Who is my customer?
Physicians in many medical specialties struggle with that question.
You have many customers, from referral sources to patients to hospitals. But, for any group that has an exclusive contract, the hospital is the most important client. That’s not because patient treatment isn’t at the center of your physician universe. It’s because if your group is dependent upon contracts with facilities, the loss of that contract means you won’t be treating patients.
Physicians, especially medical group leaders, need to think of themselves as entrepreneurs. Again, this is not to denigrate patient treatment. Rather, it’s to emphasize the importance of the central role of entrepreneurial thinking: Creating value for others. After all, if you don’t deliver value, there will be no payment, whether in funds or in kind.
But it’s occurred to me that “customer” is the wrong word. Customer means “someone who purchases a commodity or service.” Commodity! That’s about the last concept that we want to think about in this context. Even the concept of “purchase” is wrong, as it indicates a temporary, transactional event when we’re looking for long term relationships.
Instead, think of referral sources, patients and hospitals (especially their administrators) as “clients:” “Someone that is under the protection of another.” That’s consistent with delivering entrepreneurial value, that is, value from the perspective of the recipient.
Just words, you say? Words frame our way of thinking.

* EXERCISE SET
(a) In the article on medical groups' clients, what is the definition given for "customer"?
(b) Restate the paragraph of the article on medical groups' clients that begins "You have many customers" in a shorter form.
(c) Reproduce the article on medical groups' clients word for word, starting at "You have many" and ending at "be treating patients.".
Work only from the article on medical groups' clients.

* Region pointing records
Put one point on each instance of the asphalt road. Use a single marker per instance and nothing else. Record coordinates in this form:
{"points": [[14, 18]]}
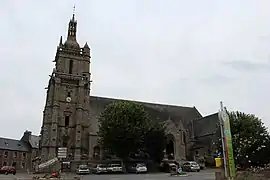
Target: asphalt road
{"points": [[204, 175]]}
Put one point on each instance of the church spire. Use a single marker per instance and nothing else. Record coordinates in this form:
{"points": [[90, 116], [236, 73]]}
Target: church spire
{"points": [[71, 41], [72, 27]]}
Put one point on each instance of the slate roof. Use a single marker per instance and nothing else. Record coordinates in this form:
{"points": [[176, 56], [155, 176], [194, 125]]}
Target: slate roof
{"points": [[12, 144], [34, 141], [205, 125], [156, 111]]}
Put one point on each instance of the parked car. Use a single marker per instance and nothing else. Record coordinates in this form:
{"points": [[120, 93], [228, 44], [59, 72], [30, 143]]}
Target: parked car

* WRITTEN RESPONSES
(a) Someone who purchases a commodity or service.

(b) Physicians serve referral sources, patients and hospitals. For groups with exclusive contracts, the hospital matters most. Patient care is still central, but losing a facility contract would mean no patients to treat.

(c)
You have many customers, from referral sources to patients to hospitals. But, for any group that has an exclusive contract, the hospital is the most important client. That’s not because patient treatment isn’t at the center of your physician universe. It’s because if your group is dependent upon contracts with facilities, the loss of that contract means you won’t be treating patients.